• SELECTED TEXT:
□ □ □ □ □
After receiving \( T_{w} \), the server decrypts it to obtain \( H(W_{1} ) \). Afterwards, the server checks each \( S = \; < S_{1} ,S_{2} > \) one by one. Once it satisfies that \( S_{1} = S_{2}^{{H(W_{1} )}} \), the server sends the corresponding \( D = \; < C_{1} ,sig,C_{2} > \) to Bob.

(5) Verification

After receiving \( D \), first, Bob decrypts \( C_{2} \) to acquire the identity of the sender. Then, Bob verifies \( sig \) with the public key of the sender. If the verification succeeds, Bob decrypts \( C_{1} \). Otherwise, Bob discards.

Through our analyses, there are several flaws in the scheme, shown as follows.

(1) Trapdoors could be generated by anybody. From the description above, we could see, the trapdoor generation algorithm only uses \( H(.) \) and the public key of the server. These two are known by every principal, which implies that anybody could generate the trapdoor. Usually, whether in symmetric searchable encryption or in its asymmetric counterpart, trapdoor generation should be the exclusive ability of the search requester. Otherwise, any principal could launch a search, which will greatly aggravate the burden of the server. Thus, the trapdoor generation algorithm should use the private key of the search requester.
□ □ □ □ □
• DATA SECTION:
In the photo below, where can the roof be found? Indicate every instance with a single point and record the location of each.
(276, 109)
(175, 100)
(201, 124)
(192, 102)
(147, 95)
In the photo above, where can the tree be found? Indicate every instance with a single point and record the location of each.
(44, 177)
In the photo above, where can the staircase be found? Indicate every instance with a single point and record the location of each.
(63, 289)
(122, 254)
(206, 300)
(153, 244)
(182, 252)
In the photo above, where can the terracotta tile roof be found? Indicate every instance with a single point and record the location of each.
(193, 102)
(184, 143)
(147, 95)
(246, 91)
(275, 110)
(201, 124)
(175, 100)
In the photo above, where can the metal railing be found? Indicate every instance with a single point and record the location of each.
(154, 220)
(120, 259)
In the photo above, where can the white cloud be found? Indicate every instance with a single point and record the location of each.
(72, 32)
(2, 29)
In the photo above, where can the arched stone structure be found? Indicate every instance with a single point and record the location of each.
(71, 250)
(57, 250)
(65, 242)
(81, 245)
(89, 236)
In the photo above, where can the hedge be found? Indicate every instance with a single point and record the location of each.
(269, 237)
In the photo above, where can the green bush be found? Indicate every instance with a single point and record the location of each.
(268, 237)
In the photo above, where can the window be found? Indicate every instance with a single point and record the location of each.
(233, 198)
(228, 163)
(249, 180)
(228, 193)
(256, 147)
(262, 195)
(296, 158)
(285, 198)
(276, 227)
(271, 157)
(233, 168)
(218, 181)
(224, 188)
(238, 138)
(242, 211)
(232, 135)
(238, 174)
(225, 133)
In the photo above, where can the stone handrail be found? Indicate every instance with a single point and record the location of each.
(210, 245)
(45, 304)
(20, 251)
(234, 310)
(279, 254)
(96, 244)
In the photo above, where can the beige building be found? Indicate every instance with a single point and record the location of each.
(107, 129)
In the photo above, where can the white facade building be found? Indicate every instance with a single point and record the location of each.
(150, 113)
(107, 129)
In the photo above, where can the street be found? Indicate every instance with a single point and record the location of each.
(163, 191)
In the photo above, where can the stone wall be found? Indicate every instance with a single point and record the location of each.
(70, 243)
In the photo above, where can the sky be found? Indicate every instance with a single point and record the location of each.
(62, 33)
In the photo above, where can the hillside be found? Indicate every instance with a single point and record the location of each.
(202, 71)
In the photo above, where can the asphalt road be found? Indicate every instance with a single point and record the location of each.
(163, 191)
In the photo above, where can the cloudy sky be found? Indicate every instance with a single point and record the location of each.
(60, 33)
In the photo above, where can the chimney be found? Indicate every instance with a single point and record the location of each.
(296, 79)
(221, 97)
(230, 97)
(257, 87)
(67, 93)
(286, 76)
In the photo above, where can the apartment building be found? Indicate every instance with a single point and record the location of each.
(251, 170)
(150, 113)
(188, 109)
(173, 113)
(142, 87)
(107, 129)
□ □ □ □ □
• TO DO:
From the text on the searchable encryption scheme, list every action Bob performs in the verification step after he receives D.

• TASK ANSWER:
1. Decrypts C₂ to acquire the identity of the sender.
2. Verifies sig with the public key of the sender.
3. Decrypts C₁ if the verification succeeds.
4. Discards otherwise.